PASSAGE TO READ:
_ _ _ _ _ _ _
4/1/2014 8:45 P.M. ET
Astros hope grueling stretch serves as springboard
By Brian McTaggart / MLB.com
HOUSTON -- The Astros' schedule coming out of the gate isn't easy, starting with a homestand against the high-payroll Yankees and Angels. From there, they'll make road trips to Toronto and Arlington, which means the Astros could be challenged to get off to a good start.
"I think it would be extremely important for us to get off to a good start," manager Bo Porter said. "You look at the way Spring Training went and the energy we played with, I believe if we bring that same energy into the season, we'll do well."
The Astros won their season opener a year ago before losing six in a row and finishing April with an 8-19 record. They started surprisingly well in 2012, going 22-23, but saw their season come undone when they won just eight games in July and August combined. They started 0-5 in '11 and 0-8 in '10.
"We're healthy, which is key," general manager Jeff Luhnow said. "We had a good spring and we're coming off a nice run at the end of spring, and hopefully we carry that into the season. Obviously, the Yankees and Angels are two high-payroll teams and good teams with a lot of experienced players we're facing right out of the gate.
"We're as ready as we'll be. We have something to prove. If we can get out there in April and have a good month, it will calm a lot of fears."
First opener a thrill for least experienced Astros
HOUSTON -- For the eight Astros players who were appearing on an Opening Day roster for the first time, Tuesday's game against the Yankees at Minute Maid Park was nothing short of a special day that won't be forgotten any time soon.
_ _ _ _ _ _ _
TASK OBJECTIVE:
Continue the article on the Astros' Opening Day roster newcomers from the point where it stops.

DATA LINES:
_ _ _ _ _ _ _
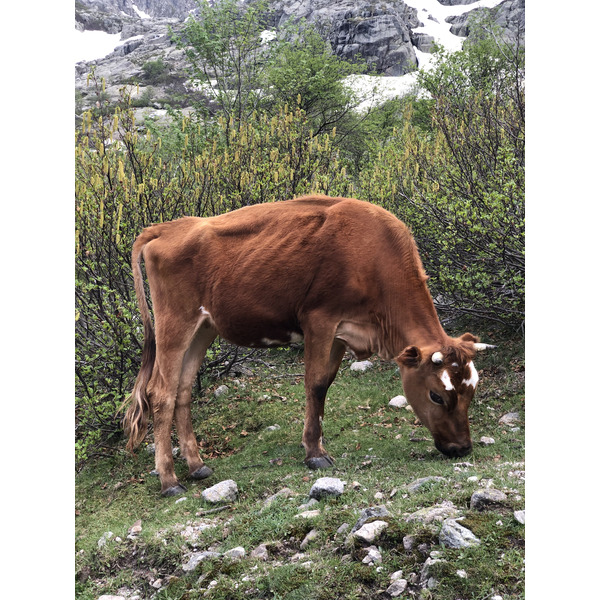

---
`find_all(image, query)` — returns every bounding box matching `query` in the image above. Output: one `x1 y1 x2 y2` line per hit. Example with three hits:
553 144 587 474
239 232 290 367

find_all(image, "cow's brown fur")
124 196 492 494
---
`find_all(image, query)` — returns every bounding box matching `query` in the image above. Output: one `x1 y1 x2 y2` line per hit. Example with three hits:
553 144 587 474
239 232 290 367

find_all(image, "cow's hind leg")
175 326 216 479
148 356 186 496
302 327 346 469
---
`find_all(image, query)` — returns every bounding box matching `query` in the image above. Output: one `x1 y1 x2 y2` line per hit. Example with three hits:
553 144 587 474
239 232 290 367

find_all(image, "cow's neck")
392 284 448 356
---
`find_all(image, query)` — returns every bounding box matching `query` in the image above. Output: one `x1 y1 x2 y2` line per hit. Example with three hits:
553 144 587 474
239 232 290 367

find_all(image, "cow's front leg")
302 329 345 469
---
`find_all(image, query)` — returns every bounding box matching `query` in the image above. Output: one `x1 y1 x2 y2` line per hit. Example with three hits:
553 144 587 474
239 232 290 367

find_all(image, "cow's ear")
459 332 479 343
397 346 421 367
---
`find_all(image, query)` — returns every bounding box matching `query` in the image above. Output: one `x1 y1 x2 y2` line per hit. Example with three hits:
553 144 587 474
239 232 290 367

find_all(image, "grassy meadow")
75 339 525 600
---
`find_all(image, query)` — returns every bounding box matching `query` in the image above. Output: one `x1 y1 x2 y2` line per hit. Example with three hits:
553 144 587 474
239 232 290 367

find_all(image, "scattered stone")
181 550 221 573
336 523 350 534
127 519 142 540
250 544 269 560
214 385 229 398
263 488 295 510
386 579 408 598
350 505 391 534
406 477 446 494
296 508 321 519
388 396 408 408
440 519 481 548
180 521 215 545
202 479 238 504
406 500 459 525
300 529 319 550
362 546 382 565
352 521 389 544
298 498 319 511
402 535 417 552
470 488 507 511
309 477 345 500
98 531 114 548
498 413 521 425
350 360 373 372
223 546 246 560
419 556 446 590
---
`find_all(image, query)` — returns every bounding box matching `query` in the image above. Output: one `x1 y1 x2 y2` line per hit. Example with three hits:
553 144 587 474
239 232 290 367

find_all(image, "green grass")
75 341 525 600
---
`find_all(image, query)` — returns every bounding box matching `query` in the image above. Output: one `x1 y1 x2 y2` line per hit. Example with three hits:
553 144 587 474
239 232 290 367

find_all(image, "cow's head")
396 333 494 457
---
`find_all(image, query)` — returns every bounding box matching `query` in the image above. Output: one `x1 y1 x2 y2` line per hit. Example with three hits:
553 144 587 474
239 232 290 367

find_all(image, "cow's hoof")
161 483 187 498
190 465 212 479
306 455 333 471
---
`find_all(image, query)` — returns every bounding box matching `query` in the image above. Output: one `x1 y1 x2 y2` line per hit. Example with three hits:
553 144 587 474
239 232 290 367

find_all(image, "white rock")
353 521 389 544
470 488 507 510
386 579 408 598
295 508 321 519
440 519 481 548
300 529 319 550
202 479 238 504
98 531 114 548
498 413 521 425
250 544 269 560
362 546 382 565
406 500 458 524
309 477 345 500
406 476 446 494
388 396 408 408
214 385 229 398
182 550 221 573
350 360 373 372
223 546 246 560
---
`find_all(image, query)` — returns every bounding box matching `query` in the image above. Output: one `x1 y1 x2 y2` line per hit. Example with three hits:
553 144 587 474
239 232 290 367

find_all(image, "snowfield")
75 0 502 105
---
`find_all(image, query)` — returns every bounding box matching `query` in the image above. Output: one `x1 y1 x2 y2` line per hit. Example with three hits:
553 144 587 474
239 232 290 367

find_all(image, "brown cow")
124 196 486 496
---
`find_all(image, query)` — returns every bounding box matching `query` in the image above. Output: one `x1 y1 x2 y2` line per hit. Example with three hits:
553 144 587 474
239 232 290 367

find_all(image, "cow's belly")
335 321 389 360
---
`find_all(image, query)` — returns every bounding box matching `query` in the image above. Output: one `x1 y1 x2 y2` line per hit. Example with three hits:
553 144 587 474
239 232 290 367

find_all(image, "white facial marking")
431 352 444 365
260 338 288 346
463 361 479 388
440 369 454 391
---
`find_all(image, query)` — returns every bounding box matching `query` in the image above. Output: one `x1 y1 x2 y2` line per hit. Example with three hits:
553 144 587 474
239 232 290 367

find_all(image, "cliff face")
75 0 525 113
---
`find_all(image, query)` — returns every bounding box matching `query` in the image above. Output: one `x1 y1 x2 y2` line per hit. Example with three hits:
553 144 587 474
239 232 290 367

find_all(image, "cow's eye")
429 392 444 404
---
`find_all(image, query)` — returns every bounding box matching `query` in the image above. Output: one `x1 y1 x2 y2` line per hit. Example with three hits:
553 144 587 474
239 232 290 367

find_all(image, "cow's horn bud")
431 352 444 365
473 342 496 352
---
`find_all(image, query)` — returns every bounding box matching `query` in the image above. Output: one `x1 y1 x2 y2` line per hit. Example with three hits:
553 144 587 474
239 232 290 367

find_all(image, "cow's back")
141 196 432 346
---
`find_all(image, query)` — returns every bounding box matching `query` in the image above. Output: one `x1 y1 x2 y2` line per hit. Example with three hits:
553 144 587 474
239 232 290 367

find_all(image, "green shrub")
75 74 352 460
361 28 525 327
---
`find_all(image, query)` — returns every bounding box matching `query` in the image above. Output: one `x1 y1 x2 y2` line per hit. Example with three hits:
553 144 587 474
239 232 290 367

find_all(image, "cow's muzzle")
435 442 473 458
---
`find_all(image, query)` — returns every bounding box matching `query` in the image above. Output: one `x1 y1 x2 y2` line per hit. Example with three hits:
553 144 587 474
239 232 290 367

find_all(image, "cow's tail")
121 227 158 452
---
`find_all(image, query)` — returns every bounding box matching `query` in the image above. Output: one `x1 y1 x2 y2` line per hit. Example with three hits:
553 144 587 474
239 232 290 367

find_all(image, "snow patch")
131 4 152 19
74 29 121 63
345 0 502 112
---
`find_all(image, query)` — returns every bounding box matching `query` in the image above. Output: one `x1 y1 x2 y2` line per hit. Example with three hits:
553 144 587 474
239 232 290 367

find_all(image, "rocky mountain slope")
75 0 525 111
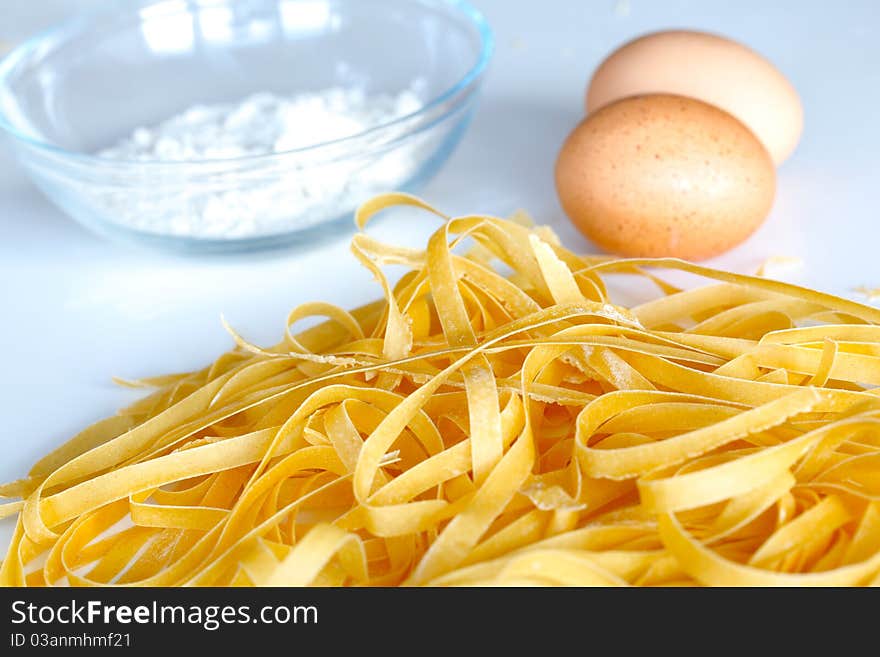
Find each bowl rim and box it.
[0,0,495,171]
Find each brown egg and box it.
[587,30,804,165]
[556,94,776,260]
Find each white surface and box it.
[0,0,880,544]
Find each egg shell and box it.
[556,94,776,260]
[586,30,804,165]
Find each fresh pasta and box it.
[0,194,880,586]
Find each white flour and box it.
[96,88,422,239]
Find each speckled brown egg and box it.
[556,94,776,260]
[587,30,804,165]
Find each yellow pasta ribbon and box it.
[0,194,880,586]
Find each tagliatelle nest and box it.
[0,195,880,585]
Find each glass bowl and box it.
[0,0,492,252]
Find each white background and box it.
[0,0,880,544]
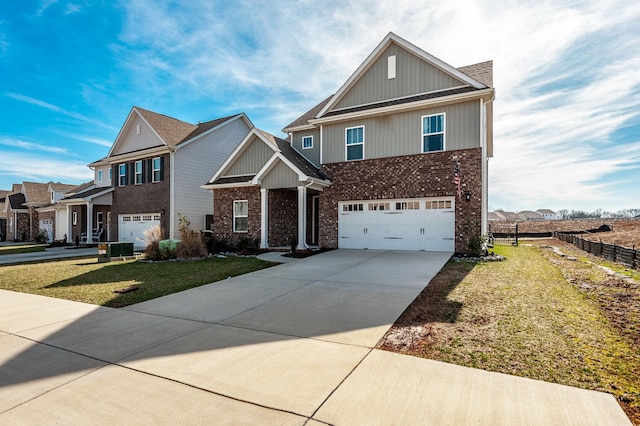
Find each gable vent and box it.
[387,55,396,80]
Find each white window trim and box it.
[133,160,144,185]
[344,125,366,161]
[302,136,313,149]
[151,157,162,183]
[233,200,249,234]
[118,163,127,187]
[420,112,447,154]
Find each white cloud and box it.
[0,152,93,184]
[0,136,68,154]
[118,0,640,209]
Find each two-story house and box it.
[203,33,495,252]
[84,107,253,247]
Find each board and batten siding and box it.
[172,118,249,238]
[224,136,274,176]
[332,44,467,110]
[111,116,164,156]
[260,161,298,189]
[322,101,481,164]
[291,130,320,167]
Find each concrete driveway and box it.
[0,250,630,425]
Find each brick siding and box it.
[319,148,482,252]
[213,186,260,246]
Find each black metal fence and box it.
[556,232,640,269]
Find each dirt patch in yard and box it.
[378,240,640,425]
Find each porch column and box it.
[87,202,93,244]
[297,185,307,250]
[260,188,269,248]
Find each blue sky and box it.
[0,0,640,211]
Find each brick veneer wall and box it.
[110,154,171,239]
[268,189,298,247]
[319,148,482,252]
[213,186,260,246]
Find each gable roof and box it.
[22,182,49,204]
[283,33,493,133]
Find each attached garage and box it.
[338,197,455,252]
[118,213,160,248]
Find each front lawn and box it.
[0,256,274,308]
[0,244,47,256]
[379,242,640,422]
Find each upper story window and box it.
[422,114,445,152]
[233,200,249,232]
[152,157,162,182]
[118,164,127,186]
[135,161,142,185]
[302,136,313,149]
[345,126,364,161]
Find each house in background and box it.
[203,33,495,252]
[86,107,253,248]
[536,209,558,220]
[36,182,76,242]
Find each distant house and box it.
[536,209,559,220]
[518,210,544,220]
[494,210,522,222]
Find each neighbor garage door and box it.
[118,213,160,248]
[338,198,455,252]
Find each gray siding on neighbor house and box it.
[322,101,481,164]
[261,161,298,189]
[224,136,274,176]
[111,114,163,155]
[332,44,467,110]
[172,119,249,233]
[291,130,320,167]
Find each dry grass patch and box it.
[379,246,640,422]
[0,256,274,308]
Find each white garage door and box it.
[338,197,455,252]
[118,213,160,248]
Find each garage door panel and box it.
[338,198,455,251]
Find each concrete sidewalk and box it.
[0,250,630,425]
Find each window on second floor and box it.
[152,157,162,182]
[302,136,313,149]
[135,161,142,185]
[118,164,127,186]
[345,126,364,161]
[422,114,445,152]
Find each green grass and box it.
[0,244,47,256]
[0,256,274,308]
[381,246,640,420]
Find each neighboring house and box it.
[494,210,522,222]
[518,210,544,220]
[86,107,253,247]
[36,182,76,242]
[203,33,494,252]
[0,189,11,241]
[4,182,54,241]
[536,209,558,220]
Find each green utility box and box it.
[159,240,181,251]
[98,243,133,263]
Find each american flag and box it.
[453,159,462,200]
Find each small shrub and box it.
[176,213,207,259]
[35,229,49,244]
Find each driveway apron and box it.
[0,250,629,425]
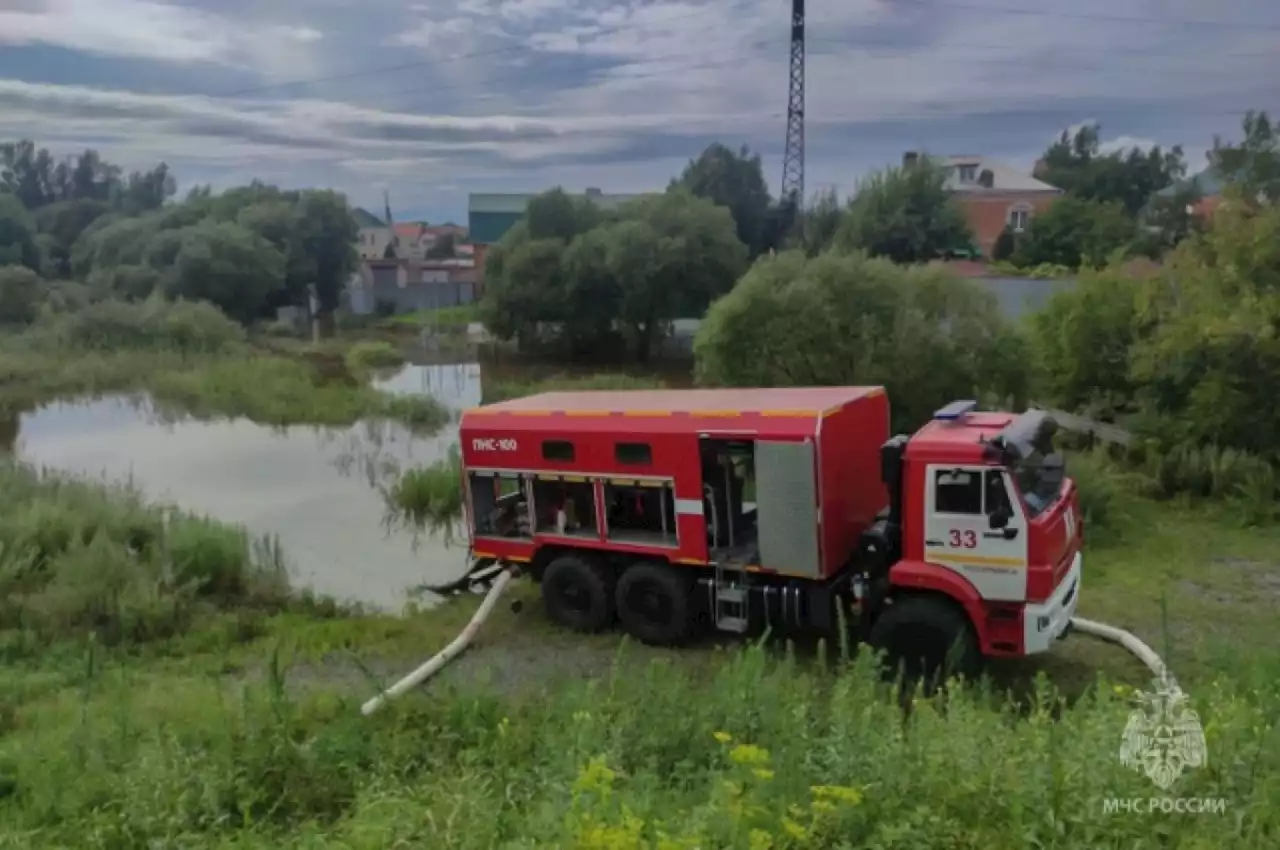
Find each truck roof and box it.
[462,387,884,431]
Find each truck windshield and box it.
[1012,451,1066,517]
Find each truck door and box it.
[923,463,1027,602]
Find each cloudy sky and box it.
[0,0,1280,220]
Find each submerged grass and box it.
[483,373,668,405]
[0,301,449,431]
[0,450,1280,850]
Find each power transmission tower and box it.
[781,0,804,211]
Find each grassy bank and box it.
[0,302,448,430]
[0,455,1280,850]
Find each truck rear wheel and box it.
[543,554,617,632]
[868,595,982,693]
[617,562,694,646]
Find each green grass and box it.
[387,303,480,328]
[0,455,1280,850]
[0,302,449,431]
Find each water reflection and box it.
[13,364,480,607]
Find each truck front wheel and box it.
[868,595,982,693]
[543,554,617,632]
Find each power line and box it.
[376,40,1271,118]
[206,0,1280,99]
[893,0,1280,31]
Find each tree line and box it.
[0,141,358,324]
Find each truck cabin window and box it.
[604,480,680,547]
[468,472,530,538]
[534,476,599,540]
[1012,449,1066,517]
[613,443,653,466]
[933,470,1012,516]
[543,440,573,463]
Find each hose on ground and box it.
[360,567,1176,717]
[1071,617,1172,682]
[360,568,516,717]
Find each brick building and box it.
[902,151,1062,257]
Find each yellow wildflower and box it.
[782,818,809,841]
[809,785,863,805]
[728,744,769,764]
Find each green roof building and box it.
[467,188,650,246]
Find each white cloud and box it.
[0,0,324,77]
[0,0,1280,218]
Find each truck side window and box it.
[543,440,573,462]
[933,470,982,513]
[986,470,1014,516]
[613,443,653,466]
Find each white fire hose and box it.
[360,570,515,717]
[360,568,1172,717]
[1071,617,1172,681]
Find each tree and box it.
[672,142,776,257]
[799,188,845,257]
[605,189,746,362]
[481,187,746,360]
[0,192,41,273]
[1208,110,1280,204]
[1036,124,1187,218]
[694,251,1029,430]
[480,188,612,349]
[836,156,973,262]
[169,221,285,324]
[991,224,1018,262]
[35,198,111,278]
[0,265,45,325]
[1012,196,1137,269]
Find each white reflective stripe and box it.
[676,499,703,516]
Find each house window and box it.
[1009,206,1032,233]
[933,470,982,513]
[613,443,653,466]
[543,440,573,463]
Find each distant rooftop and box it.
[351,206,387,228]
[1156,165,1228,197]
[902,151,1062,195]
[467,188,644,214]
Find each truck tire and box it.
[617,562,694,646]
[867,594,982,694]
[543,554,617,632]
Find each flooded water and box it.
[6,362,481,608]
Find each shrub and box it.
[35,297,246,355]
[991,225,1018,262]
[0,265,45,325]
[0,462,288,643]
[481,373,667,405]
[694,252,1030,430]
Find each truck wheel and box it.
[617,562,694,646]
[868,595,982,694]
[543,554,617,631]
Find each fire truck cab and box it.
[461,387,1083,673]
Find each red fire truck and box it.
[461,387,1084,672]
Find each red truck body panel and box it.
[460,387,890,577]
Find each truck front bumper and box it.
[1023,552,1083,655]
_ _ _ _ _ _ _
REPLY:
"I get to wear an Astros uniform today," said outfielder Robbie Grossman, who grew up in Houston. "That's special. I'm just excited for the games to start and for the season."
Astros manager Bo Porter said he met with the team on Sunday, and the players gave each of the first-time Opening Day players a round of applause.
Not only was it the first Opening Day in a Major League uniform for Grossman, but it was his first Major League Opening Day of any kind. He said he never came to the Astrodome or Minute Maid Park to watch the Astros while growing up, and he wasn't alone; teammate Marc Krauss was in the same boat.
"I guess we never could get out of school or could convince my parents," said Krauss, who grew up in northern Ohio. "Just to be part of this for the first time is very special."
Krauss nailed down an Opening Day slot with a terrific spring at the plate, and it doesn't hurt that he can play right field, left field, first base and designated hitter. His wife and baby were among his family contingent in the stands.
"It's what I worked for my whole career, especially this offseason," Krauss said. "I worked extra hard knowing I had a chance. This is why you do all that stuff, to get to this point. It's exciting. I finally got to this point, and I'm just excited to enjoy the day. It's going to be great."
Outfielder L.J. Hoes, who was acquired in a trade from the Orioles last year, was in the starting lineup, playing right field. Hoes said he slept for only about three hours on Monday night because he was excited and spent time talking to his parents about Opening Day.
"It's something they're all excited for and something I'm excited for," Hoes said.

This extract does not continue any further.